## ROWS
○ ○ ○
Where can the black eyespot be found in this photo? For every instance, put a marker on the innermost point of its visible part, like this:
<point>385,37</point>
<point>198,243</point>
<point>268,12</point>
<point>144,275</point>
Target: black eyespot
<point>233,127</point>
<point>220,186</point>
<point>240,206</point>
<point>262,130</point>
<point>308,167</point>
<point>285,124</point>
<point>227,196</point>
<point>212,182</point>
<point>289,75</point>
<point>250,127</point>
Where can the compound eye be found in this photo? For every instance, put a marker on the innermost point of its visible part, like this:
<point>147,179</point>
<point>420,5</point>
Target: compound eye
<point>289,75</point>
○ ○ ○
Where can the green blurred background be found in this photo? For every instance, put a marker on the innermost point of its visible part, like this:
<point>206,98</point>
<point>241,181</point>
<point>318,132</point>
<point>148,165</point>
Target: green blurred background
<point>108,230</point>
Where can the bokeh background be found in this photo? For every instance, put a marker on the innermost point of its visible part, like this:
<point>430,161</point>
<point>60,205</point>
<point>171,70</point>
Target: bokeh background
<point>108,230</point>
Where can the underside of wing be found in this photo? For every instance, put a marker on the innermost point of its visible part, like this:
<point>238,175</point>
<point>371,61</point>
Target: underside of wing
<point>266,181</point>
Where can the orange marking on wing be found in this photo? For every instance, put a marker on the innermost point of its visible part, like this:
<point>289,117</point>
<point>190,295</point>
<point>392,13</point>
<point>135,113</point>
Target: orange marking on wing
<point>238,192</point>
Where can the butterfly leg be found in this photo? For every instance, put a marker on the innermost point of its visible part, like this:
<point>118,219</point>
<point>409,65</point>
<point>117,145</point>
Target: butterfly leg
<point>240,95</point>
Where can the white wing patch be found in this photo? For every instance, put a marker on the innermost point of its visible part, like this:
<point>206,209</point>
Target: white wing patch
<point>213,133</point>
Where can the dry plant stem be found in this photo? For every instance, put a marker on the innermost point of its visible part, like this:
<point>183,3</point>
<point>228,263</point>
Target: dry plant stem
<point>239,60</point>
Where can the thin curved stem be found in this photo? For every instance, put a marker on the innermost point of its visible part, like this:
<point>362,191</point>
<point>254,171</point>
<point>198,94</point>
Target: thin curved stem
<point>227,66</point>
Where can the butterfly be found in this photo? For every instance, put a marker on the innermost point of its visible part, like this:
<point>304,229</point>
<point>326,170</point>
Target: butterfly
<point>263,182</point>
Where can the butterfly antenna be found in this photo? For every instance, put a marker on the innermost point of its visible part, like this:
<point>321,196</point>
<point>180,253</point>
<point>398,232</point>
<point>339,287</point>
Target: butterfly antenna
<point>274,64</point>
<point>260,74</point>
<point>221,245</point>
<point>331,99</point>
○ ○ ○
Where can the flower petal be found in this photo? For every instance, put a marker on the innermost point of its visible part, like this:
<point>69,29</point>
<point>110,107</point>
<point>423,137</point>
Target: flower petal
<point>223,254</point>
○ ○ ○
Reproduce the entries verbatim, from the line with "Where can the butterfly be" up to and including the line with "<point>263,182</point>".

## EXERCISE SOLUTION
Where can the butterfly be found in this photo? For every instance, put a marker on the innermost point of its visible part, like this:
<point>304,229</point>
<point>326,170</point>
Target: butterfly
<point>263,182</point>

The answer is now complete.